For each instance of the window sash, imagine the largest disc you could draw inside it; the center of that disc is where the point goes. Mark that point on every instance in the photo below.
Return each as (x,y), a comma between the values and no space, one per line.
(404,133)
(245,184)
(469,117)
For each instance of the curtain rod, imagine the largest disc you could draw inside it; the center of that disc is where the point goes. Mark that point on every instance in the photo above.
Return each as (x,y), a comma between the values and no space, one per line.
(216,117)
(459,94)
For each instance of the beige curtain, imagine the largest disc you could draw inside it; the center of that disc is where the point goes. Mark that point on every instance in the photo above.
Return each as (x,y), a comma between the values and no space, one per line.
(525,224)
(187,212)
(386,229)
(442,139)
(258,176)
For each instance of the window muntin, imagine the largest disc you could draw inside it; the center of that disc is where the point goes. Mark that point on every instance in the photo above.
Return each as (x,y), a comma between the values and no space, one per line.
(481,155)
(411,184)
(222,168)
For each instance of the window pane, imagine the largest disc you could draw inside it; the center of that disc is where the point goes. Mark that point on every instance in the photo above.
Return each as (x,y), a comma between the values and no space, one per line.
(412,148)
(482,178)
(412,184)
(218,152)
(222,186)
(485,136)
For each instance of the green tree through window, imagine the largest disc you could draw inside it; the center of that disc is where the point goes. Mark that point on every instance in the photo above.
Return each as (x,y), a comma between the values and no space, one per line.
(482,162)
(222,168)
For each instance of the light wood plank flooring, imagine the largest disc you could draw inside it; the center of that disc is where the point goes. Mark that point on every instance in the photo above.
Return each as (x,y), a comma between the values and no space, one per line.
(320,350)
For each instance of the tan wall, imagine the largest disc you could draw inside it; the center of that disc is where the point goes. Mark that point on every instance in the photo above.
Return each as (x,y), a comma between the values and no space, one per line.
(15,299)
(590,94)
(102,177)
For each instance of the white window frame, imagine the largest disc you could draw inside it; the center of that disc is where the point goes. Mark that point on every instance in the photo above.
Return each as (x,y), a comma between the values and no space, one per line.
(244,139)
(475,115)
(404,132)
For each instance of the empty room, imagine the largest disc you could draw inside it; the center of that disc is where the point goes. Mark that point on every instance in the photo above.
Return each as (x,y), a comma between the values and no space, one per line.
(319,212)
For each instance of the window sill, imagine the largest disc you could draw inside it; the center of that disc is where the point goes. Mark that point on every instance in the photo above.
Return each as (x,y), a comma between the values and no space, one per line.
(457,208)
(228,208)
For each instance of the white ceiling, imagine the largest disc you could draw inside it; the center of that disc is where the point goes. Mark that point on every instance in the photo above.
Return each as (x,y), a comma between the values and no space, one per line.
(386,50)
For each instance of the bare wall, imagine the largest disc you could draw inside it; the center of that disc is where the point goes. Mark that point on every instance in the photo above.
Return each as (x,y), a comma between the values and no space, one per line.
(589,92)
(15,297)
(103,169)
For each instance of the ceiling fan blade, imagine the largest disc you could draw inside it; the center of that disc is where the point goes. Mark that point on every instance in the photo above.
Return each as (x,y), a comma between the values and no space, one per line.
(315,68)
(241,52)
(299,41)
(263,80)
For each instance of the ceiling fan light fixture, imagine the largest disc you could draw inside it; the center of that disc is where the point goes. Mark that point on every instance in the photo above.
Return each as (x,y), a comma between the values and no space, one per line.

▶ [Problem description]: Copy each line of the data above without altering a single character.

▶ [Exercise response]:
For each instance of the window sash, imagine the largest disc you could draw inside it; the center of that disc is where the point goes. Mark that point on every instance in the photo below.
Return each as (x,y), a comma between the values and no space, one per line.
(404,133)
(245,184)
(469,117)
For each instance of the curtain rod, imagine the largest disc you could draw inside it; the center of that disc is where the point goes. Mark that point on every instance in the photo above.
Return each as (x,y), a comma between the values and no space, one per line.
(216,117)
(459,94)
For each instance of the beige curtain, imagine the largest disc you could draw inside it; the center of that disc is where the point goes. Mark that point on every instance in the photo above.
Return each as (x,y), a comma between the values and no space, one per line.
(525,224)
(187,212)
(386,229)
(442,139)
(258,176)
For each instance of the window muntin, imagine the largest disc you could draw inside it; the center of that disc is where the point goes. Mark that point on every instance in the photo above.
Return each as (x,y), a comma between the values and no space, one per line.
(481,155)
(411,184)
(222,168)
For each instance of the window pane, imagine the largest disc you could draw inside it; the center of that disc is where the point goes. Mark that point on every instance in the photo above.
Return each as (x,y), a comma between the values and no space, one per line.
(412,148)
(482,178)
(412,184)
(218,152)
(222,186)
(485,136)
For each instance of the green tree through window, imagine the largest disc you could draw inside it; the center of that disc is where the point goes. Mark that point on every instance in the photo above.
Return each as (x,y), a comma between the values and no space, one per line.
(482,162)
(222,168)
For each instance of the light wood plank flooring, imagine the largest disc you could draw inside it; the center of that disc is where the point goes. Mark that point on every instance in the photo above.
Return each as (x,y), a comma between the values and no space, one per line.
(320,350)
For each instance of the tan wall, imagine the largest disc you could draw inside it; the center of that disc is where the point goes. Mark that point on every instance in the photo above.
Return each as (x,y), a comma between the values and no space, one per line.
(15,299)
(590,94)
(102,177)
For each instance of the white window frame, imagine the largest disc you could draw inside it; the center of that disc is where the point goes. Mark that point on every instance in the photo above.
Return each as (x,y), a comma between the values and no space, one per line.
(244,139)
(475,115)
(404,132)
For each instance of the empty room, imagine the largest disc you could draw inside it; the center of that disc is where the point goes. Mark that point on every instance in the photo above.
Return each as (x,y), a comma between the values and no space, one per line.
(319,212)
For each instance of the window sill, imagine the largest disc you could draw inside it; the center of that disc is where the point goes. Mark that point on every instance in the photo above.
Return each as (x,y), a comma between the values and no space, one per line.
(457,208)
(228,208)
For each instance of the white ceiling, imagine the largest disc you could draw inside it; the center of that disc is where the point goes. Mark that point on every instance in the photo above.
Return each as (x,y), a comma between the values and no space, one per line.
(386,50)
For each instance of the bare wall, imagine the largest disc you could draw inside it; the center of that disc is where the point goes. Mark that point on every instance in the photo above.
Return each as (x,y), a comma between the values and no space, one per line.
(589,92)
(15,297)
(103,169)
For each instance of the ceiling fan blade, imagine the largest disc you could draw inside it; the center of that disc is where the point goes. Mark that point on every instance in the photo above.
Return each as (x,y), a comma between the values and no space, one per line.
(315,68)
(241,52)
(299,41)
(263,80)
For each instance of the ceiling fan light fixture, imagine the largest disc you could draw inside it; the center of that disc is where the point goes. Mark that point on every instance in the photo above.
Return each as (x,y), a comma between the values and no space, one per line.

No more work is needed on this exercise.